Task prompt:
Repeat the records below exactly, leaving out every picture.

***** Supplied records *****

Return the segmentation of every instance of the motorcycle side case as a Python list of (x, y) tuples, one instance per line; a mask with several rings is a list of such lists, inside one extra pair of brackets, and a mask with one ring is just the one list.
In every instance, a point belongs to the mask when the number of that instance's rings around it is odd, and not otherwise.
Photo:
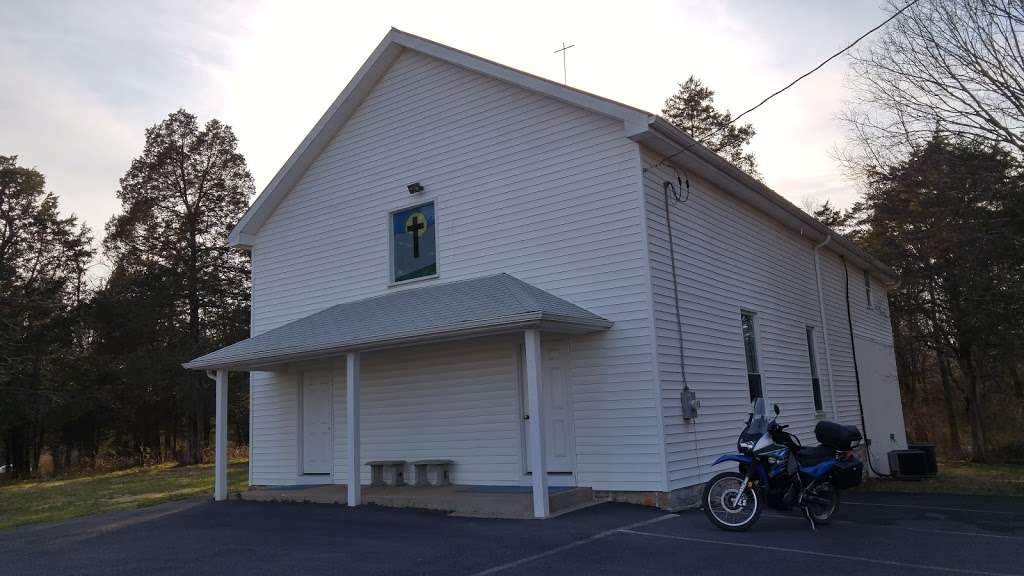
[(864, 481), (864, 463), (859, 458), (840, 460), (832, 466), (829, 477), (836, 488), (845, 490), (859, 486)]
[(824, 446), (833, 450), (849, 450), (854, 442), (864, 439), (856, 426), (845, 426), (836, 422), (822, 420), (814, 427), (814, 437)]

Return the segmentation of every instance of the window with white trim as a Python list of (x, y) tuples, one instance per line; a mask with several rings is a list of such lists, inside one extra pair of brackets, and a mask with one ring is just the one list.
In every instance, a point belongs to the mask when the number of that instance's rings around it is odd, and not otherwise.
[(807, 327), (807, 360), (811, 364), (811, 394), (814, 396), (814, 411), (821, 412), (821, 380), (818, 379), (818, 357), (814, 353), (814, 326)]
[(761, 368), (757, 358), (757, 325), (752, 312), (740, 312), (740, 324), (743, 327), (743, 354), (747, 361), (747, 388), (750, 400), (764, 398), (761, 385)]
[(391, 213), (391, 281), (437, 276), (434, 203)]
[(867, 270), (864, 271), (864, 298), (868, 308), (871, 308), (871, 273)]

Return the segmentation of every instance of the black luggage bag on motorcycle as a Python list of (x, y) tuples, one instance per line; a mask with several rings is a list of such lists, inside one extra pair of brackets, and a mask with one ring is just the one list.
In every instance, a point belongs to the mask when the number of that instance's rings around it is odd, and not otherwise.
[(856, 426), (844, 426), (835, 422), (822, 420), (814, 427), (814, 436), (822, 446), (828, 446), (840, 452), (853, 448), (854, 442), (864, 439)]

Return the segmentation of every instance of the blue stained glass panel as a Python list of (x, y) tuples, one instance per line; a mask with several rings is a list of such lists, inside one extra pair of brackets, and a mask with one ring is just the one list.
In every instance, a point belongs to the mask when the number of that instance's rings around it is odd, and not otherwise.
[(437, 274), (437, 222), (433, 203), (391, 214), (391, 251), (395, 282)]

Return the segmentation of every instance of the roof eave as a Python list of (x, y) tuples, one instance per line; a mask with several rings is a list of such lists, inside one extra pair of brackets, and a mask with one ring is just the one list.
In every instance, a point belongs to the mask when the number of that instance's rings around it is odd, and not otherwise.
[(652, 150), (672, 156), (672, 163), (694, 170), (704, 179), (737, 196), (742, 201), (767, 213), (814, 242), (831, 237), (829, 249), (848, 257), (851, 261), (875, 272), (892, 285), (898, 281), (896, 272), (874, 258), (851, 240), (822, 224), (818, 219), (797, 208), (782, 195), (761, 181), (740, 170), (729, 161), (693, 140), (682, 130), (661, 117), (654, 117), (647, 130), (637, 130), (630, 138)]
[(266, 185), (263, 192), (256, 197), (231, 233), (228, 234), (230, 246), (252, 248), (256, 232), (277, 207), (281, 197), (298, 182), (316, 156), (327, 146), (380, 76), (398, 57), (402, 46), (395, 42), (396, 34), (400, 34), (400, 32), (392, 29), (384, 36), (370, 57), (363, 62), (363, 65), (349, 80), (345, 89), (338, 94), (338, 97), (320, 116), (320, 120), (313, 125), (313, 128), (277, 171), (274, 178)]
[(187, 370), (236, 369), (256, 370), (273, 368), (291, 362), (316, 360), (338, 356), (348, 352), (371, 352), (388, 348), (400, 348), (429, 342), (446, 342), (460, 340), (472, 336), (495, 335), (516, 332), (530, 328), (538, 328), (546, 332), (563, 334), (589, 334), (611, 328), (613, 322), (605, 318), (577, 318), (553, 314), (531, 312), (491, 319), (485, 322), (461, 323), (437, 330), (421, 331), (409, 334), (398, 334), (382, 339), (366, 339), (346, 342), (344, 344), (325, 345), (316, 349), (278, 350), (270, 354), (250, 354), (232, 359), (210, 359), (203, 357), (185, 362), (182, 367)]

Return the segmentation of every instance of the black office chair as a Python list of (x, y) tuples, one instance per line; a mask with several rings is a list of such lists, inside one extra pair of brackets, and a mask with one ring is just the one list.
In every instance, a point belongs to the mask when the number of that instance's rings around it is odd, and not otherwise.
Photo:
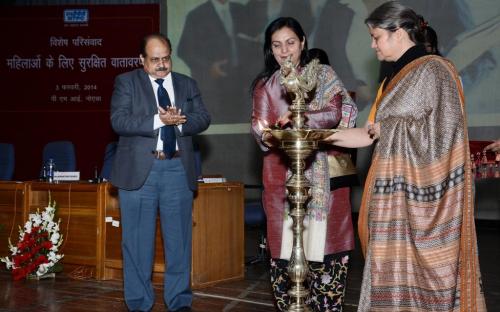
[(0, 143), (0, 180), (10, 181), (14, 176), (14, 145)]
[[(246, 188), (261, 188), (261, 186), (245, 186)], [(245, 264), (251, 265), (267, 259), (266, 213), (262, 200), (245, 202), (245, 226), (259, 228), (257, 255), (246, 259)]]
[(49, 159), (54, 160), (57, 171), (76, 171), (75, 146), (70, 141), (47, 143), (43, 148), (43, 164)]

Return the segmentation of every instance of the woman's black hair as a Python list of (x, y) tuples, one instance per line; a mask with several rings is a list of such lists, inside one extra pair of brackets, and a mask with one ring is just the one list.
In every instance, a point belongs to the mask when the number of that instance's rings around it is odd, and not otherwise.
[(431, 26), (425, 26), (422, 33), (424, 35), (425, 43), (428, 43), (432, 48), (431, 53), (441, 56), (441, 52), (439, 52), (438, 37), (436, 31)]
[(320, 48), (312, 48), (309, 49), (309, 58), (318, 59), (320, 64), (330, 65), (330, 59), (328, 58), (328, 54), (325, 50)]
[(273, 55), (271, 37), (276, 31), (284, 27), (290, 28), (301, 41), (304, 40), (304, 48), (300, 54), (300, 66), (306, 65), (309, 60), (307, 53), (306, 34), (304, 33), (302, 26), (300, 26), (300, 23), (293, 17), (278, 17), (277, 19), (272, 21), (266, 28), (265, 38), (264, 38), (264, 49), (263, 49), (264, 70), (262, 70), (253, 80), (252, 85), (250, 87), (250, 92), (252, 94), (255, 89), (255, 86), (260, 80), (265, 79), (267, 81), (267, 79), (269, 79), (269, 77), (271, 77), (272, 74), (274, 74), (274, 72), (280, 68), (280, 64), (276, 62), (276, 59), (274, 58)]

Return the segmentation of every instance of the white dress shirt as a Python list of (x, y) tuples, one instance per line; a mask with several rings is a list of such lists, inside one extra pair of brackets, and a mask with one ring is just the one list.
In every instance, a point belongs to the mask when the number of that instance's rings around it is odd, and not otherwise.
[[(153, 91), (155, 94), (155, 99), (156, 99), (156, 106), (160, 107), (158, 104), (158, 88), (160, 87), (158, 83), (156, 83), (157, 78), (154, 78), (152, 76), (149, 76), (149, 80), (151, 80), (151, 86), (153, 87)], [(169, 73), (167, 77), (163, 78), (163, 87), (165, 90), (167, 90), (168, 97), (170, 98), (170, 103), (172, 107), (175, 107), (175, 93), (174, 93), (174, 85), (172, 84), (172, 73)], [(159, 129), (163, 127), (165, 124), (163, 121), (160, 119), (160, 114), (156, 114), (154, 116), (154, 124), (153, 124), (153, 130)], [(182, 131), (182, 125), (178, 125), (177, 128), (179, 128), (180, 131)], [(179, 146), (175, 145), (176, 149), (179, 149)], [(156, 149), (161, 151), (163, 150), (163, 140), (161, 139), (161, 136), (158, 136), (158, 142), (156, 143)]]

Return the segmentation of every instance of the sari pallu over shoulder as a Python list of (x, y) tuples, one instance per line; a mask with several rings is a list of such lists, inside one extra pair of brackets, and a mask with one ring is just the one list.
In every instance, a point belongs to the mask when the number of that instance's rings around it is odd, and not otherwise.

*****

Response area:
Return the segmentation of every instance of the motorcycle side case as a Python list of (x, y) tuples, one instance per line; a mask with several rings is a list of such lists, inside one extra pair of brackets, and a mask with one ring is just the one list.
In every instance, a point belongs to the mask when the number of that instance's rings around it is odd, and not otherwise.
Photo:
[(864, 481), (864, 463), (859, 458), (840, 460), (832, 466), (829, 477), (836, 488), (845, 490), (859, 486)]
[(824, 446), (833, 450), (849, 450), (854, 442), (864, 439), (856, 426), (845, 426), (836, 422), (822, 420), (814, 427), (814, 437)]

Return the segmentation of every instance of the window with white trim as a Python list of (x, y) tuples, one instance per line; a mask with several rings is a list of such lists, inside one extra pair of brackets, and a mask with one ring is just the one list.
In every instance, a point belongs to the mask when the number of that instance's rings around it is odd, and not otherwise.
[(807, 327), (807, 360), (811, 364), (811, 394), (814, 396), (814, 411), (821, 412), (821, 380), (818, 379), (818, 357), (814, 353), (814, 326)]
[(761, 368), (757, 358), (757, 325), (752, 312), (740, 312), (740, 324), (743, 327), (743, 354), (747, 361), (747, 388), (750, 400), (764, 398), (761, 385)]
[(391, 213), (391, 281), (437, 276), (434, 203)]
[(867, 270), (864, 271), (864, 298), (868, 308), (871, 308), (871, 273)]

Return the segmentation of every instance of the black luggage bag on motorcycle as a Python list of (x, y) tuples, one instance per line; a mask with several rings is a list of such lists, inside one extra pair of brackets, and a mask with one ring is just the one list.
In every instance, a point belongs to the mask when the number of that instance's rings around it is odd, and not otherwise.
[(856, 426), (844, 426), (835, 422), (822, 420), (814, 427), (814, 436), (822, 446), (828, 446), (840, 452), (853, 448), (854, 442), (864, 439)]

Return the segmentation of every instance of the blue stained glass panel as a Python list of (x, y) tuples, one instance per line; a mask with several rings is a list of such lists, inside one extra pair of brackets, and a mask with one ring is just the one list.
In every instance, a point belongs to the mask when the number of that instance's rings around it is odd, and not otherwise.
[(437, 274), (437, 222), (433, 203), (391, 214), (391, 251), (395, 282)]

Return the segmentation of every instance of the roof eave as a Python list of (x, y) tuples, one instance per line; a mask with several rings is a list of such lists, inside one extra pair of brackets, and a mask with one ring is just the one list.
In every instance, a point belongs to the mask when the number of that instance's rings around it is odd, and not otherwise.
[(652, 150), (672, 156), (672, 163), (694, 170), (704, 179), (737, 196), (742, 201), (767, 213), (814, 242), (831, 237), (829, 249), (848, 257), (851, 261), (875, 272), (892, 285), (898, 281), (896, 272), (874, 258), (851, 240), (822, 224), (818, 219), (797, 208), (782, 195), (761, 181), (740, 170), (729, 161), (693, 140), (682, 130), (661, 117), (654, 117), (647, 130), (637, 130), (630, 138)]
[(266, 185), (263, 192), (256, 197), (231, 233), (228, 234), (230, 246), (252, 248), (256, 232), (277, 207), (281, 197), (298, 182), (316, 156), (327, 146), (380, 76), (398, 57), (402, 46), (395, 42), (396, 34), (400, 34), (400, 32), (392, 29), (384, 36), (370, 57), (363, 62), (363, 65), (349, 80), (345, 89), (338, 94), (338, 97), (320, 116), (320, 120), (313, 125), (313, 128), (277, 171), (274, 178)]
[(187, 370), (236, 369), (256, 370), (273, 368), (291, 362), (316, 360), (338, 356), (348, 352), (371, 352), (388, 348), (400, 348), (429, 342), (446, 342), (460, 340), (472, 336), (495, 335), (516, 332), (530, 328), (538, 328), (546, 332), (563, 334), (589, 334), (611, 328), (613, 322), (605, 318), (577, 318), (553, 314), (531, 312), (491, 319), (485, 322), (461, 323), (437, 330), (421, 331), (409, 334), (398, 334), (382, 339), (366, 339), (346, 342), (344, 344), (325, 345), (316, 349), (278, 350), (270, 354), (250, 354), (232, 359), (210, 359), (203, 357), (185, 362), (182, 367)]

Return the segmentation of every instance of the black office chair as a Python list of (x, y) tuples, one instance per line; a mask with several rings is a list of such lists, inside one extra pair of brackets, and a mask with one ring is just the one list.
In every instance, a point belongs to the mask when the number of that instance's rings around it is odd, and not otherwise.
Photo:
[(0, 143), (0, 180), (10, 181), (14, 176), (14, 145)]
[[(246, 188), (261, 188), (261, 186), (245, 186)], [(245, 264), (251, 265), (267, 259), (266, 213), (262, 200), (245, 202), (245, 226), (259, 228), (257, 255), (246, 259)]]
[(49, 159), (54, 160), (57, 171), (76, 171), (75, 146), (70, 141), (47, 143), (43, 148), (43, 164)]

Return the segmentation of every instance of the woman's black hair as a Python list of (x, y) tuples, one instance per line; a mask with several rings is a list of such lists, inside one extra pair of brackets, and a mask with one ring is just the one list.
In every instance, a point belongs to the mask when the number of that instance's rings around it is odd, and not otherwise.
[(431, 26), (425, 26), (422, 33), (424, 35), (425, 43), (428, 43), (432, 48), (431, 53), (441, 56), (441, 52), (439, 52), (438, 37), (436, 31)]
[(320, 48), (312, 48), (309, 49), (309, 58), (318, 59), (320, 64), (330, 65), (330, 59), (328, 58), (328, 54), (325, 50)]
[(273, 55), (271, 37), (276, 31), (284, 27), (290, 28), (301, 41), (304, 40), (304, 48), (300, 54), (300, 66), (306, 65), (309, 60), (307, 53), (306, 34), (304, 33), (302, 26), (300, 26), (300, 23), (293, 17), (278, 17), (277, 19), (272, 21), (266, 28), (265, 38), (264, 38), (264, 49), (263, 49), (264, 70), (262, 70), (253, 80), (252, 85), (250, 87), (250, 92), (252, 94), (255, 89), (255, 86), (260, 80), (265, 79), (267, 81), (267, 79), (269, 79), (269, 77), (271, 77), (272, 74), (274, 74), (274, 72), (280, 68), (280, 64), (276, 62), (276, 59), (274, 58)]

Return the segmentation of every instance of the white dress shirt as a Python list of (x, y) tuples, one instance per line; a mask with several rings is a list of such lists, inside one extra pair of brackets, and a mask with one ring is just the one list.
In every instance, a point belongs to the mask when the number of that instance's rings around it is odd, and not otherwise.
[[(153, 91), (155, 94), (155, 99), (156, 99), (156, 106), (160, 107), (158, 104), (158, 88), (160, 87), (158, 83), (156, 83), (157, 78), (154, 78), (152, 76), (149, 76), (149, 80), (151, 80), (151, 86), (153, 87)], [(169, 73), (167, 77), (163, 78), (163, 87), (165, 90), (167, 90), (168, 97), (170, 98), (170, 103), (172, 107), (175, 107), (175, 93), (174, 93), (174, 85), (172, 84), (172, 73)], [(159, 129), (163, 127), (165, 124), (163, 121), (160, 119), (160, 114), (156, 114), (154, 116), (154, 124), (153, 124), (153, 130)], [(182, 131), (182, 125), (178, 125), (177, 128), (179, 128), (180, 131)], [(179, 146), (175, 145), (176, 149), (179, 149)], [(156, 149), (161, 151), (163, 150), (163, 140), (161, 139), (161, 136), (158, 136), (158, 142), (156, 143)]]

Return the segmentation of every instance of the sari pallu over shoulder as a Python list of (x, y) tuples, one instance per line; a mask with several rings is a list of such lists, inside one extra pair of brackets, and a mask with one ring is just the one list.
In every instance, a point belongs to the mask when the number of that instance's rings around it is odd, and not otherwise.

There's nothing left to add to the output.